DATASET |
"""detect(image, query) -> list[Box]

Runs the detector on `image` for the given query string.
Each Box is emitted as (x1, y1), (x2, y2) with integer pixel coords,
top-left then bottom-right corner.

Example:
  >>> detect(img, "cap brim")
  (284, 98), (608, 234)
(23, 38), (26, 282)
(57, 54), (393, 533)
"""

TASK DIRECTIONS |
Return every item above verbatim, line for line, with no changes.

RESULT |
"""detect(image, query) -> list[Box]

Runs the detector on `image` for the given query string.
Each Box is emitted as (x1, y1), (x2, y2) with integer pixel coords,
top-left then bottom-right corner.

Example:
  >>> detect(img, "cap brim")
  (284, 98), (608, 234)
(23, 38), (26, 282)
(57, 54), (393, 533)
"""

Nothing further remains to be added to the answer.